Supply the number of lines in the data below that hold "Open", and let that number be the whole answer.

• • •

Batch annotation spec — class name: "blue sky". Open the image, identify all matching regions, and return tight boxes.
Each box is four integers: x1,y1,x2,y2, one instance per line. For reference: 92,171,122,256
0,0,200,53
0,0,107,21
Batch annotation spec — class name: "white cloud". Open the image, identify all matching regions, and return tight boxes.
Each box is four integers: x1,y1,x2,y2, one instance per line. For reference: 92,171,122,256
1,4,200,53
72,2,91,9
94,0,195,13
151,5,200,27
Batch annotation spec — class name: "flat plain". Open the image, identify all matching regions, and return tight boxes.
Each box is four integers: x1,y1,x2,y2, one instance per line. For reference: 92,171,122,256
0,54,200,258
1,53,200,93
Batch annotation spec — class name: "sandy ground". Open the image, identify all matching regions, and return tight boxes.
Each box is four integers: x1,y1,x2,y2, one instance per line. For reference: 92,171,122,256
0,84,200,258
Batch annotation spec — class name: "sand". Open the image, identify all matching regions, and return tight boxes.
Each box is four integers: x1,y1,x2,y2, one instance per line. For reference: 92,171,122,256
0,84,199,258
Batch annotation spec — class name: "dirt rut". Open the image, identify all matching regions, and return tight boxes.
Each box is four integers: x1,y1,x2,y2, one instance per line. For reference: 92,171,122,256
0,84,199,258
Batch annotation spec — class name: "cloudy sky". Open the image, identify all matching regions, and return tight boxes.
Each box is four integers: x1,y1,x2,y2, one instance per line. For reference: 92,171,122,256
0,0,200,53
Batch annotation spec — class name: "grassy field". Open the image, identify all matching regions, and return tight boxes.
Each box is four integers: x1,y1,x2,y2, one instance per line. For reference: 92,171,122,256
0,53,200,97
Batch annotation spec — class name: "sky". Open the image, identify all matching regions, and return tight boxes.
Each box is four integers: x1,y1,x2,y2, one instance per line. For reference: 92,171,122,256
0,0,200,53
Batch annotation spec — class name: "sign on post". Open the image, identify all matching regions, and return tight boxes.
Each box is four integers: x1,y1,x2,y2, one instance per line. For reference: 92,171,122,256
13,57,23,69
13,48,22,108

• • •

▶ _Your response_
10